— start —

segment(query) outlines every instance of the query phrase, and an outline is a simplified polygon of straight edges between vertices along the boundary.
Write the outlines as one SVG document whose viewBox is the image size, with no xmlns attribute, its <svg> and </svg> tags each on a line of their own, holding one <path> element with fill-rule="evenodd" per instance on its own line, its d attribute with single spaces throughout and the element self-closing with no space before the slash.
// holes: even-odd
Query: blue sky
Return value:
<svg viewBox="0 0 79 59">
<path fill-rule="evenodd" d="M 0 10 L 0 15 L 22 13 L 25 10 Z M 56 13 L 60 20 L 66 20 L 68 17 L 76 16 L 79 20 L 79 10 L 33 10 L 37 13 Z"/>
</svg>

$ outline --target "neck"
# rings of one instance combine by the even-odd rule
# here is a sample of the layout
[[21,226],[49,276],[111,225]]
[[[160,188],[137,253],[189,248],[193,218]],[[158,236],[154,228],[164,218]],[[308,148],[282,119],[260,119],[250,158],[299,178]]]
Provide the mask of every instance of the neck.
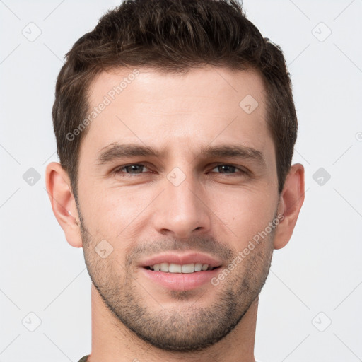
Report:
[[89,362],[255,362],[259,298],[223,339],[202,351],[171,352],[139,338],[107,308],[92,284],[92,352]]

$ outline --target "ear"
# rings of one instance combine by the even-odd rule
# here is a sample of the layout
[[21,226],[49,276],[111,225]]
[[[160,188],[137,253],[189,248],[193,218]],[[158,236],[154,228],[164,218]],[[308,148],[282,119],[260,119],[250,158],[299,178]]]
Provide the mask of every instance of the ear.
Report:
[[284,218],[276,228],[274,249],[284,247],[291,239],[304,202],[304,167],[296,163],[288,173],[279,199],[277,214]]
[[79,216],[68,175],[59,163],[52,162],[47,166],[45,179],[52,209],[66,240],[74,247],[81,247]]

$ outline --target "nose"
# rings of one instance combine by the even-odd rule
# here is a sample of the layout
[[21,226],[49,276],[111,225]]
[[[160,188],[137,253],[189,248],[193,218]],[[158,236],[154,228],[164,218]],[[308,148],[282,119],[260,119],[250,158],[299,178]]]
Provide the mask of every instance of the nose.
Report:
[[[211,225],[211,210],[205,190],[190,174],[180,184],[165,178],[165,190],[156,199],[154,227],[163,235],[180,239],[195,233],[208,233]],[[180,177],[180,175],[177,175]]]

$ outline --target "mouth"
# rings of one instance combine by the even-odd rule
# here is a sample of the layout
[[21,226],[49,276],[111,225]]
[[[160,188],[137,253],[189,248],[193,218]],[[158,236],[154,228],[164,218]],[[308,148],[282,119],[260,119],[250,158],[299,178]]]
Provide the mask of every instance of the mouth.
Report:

— end —

Work to do - Select every line of the listing above that contains the string "nose", matching case exactly.

Reply -
$ outline --target "nose"
Provide the mask of every instance of the nose.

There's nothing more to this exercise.